— INPUT DATA —
* start *
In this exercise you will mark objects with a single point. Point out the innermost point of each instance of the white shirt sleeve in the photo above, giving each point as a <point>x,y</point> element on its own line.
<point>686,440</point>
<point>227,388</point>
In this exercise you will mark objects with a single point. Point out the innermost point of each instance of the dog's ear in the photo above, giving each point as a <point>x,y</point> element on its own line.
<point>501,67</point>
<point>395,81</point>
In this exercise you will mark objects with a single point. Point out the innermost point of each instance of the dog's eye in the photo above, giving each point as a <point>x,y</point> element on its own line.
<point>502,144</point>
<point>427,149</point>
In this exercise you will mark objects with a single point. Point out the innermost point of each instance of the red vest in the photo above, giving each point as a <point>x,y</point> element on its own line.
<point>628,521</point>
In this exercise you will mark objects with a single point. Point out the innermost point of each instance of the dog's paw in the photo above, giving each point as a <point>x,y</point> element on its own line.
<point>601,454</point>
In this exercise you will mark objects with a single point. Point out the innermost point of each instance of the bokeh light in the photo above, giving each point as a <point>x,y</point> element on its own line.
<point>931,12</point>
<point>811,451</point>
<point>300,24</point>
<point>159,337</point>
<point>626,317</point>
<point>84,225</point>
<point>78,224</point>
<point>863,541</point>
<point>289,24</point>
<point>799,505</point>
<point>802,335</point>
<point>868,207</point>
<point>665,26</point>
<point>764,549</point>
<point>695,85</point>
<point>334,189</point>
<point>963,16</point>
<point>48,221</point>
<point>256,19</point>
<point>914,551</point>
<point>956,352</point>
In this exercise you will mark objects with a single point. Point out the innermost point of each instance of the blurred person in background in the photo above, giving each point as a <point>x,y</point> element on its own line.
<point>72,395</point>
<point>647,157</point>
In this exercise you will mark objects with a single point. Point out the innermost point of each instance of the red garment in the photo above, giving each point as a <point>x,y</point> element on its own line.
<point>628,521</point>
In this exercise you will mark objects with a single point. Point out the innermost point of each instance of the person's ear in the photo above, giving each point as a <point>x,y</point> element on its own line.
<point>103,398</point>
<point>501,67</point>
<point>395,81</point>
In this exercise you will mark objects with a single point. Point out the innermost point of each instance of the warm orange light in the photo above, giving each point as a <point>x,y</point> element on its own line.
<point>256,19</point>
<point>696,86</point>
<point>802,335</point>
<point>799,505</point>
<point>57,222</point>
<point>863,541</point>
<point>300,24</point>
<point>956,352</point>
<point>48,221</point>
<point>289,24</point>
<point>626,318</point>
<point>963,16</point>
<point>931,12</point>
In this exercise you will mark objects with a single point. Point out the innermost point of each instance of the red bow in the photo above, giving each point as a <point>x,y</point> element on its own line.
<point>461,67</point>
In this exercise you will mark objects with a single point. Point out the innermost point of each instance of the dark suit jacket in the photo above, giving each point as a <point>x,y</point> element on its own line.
* end *
— TASK GOAL —
Every line from the line containing "of the blurred" to the last line of the material above must be repeated exactly, and no other line.

— COMPLETED EXERCISE —
In this exercise you will mark objects with a single point. Point out the innermost point of each instance of the blurred person in background in the photo above, giving each point as a <point>x,y</point> element on its own line.
<point>72,395</point>
<point>647,157</point>
In this exercise you will mark objects with a single point. Point out the innermost point of each instance of the red garment in the photo above, giving each point as a <point>x,y</point> element on its own line.
<point>628,521</point>
In this exercise you will mark objects with a single point. Point out the innermost point of each instance of the person's ear in the photo above, giving each point as a <point>x,y</point> element on its own line.
<point>103,398</point>
<point>501,67</point>
<point>395,81</point>
In this exercise you will mark objects with a single point. Point out the innermost point of each instance of the warm orange light in the photo above, giving each point as a <point>x,y</point> element on its own line.
<point>256,19</point>
<point>696,86</point>
<point>802,335</point>
<point>799,505</point>
<point>57,222</point>
<point>863,541</point>
<point>300,24</point>
<point>956,352</point>
<point>48,221</point>
<point>289,24</point>
<point>626,318</point>
<point>963,16</point>
<point>931,12</point>
In this exercise you will mark objects with a single point. Point out the innermost point of each instance of the red bow in the photo above, giving each point as a <point>x,y</point> element on its own line.
<point>461,67</point>
In this exercise you will mark objects with a single point. Point out the innermost point of each instance of the dark suit jacket in the photo above, giving each point as a <point>x,y</point> element on its own line.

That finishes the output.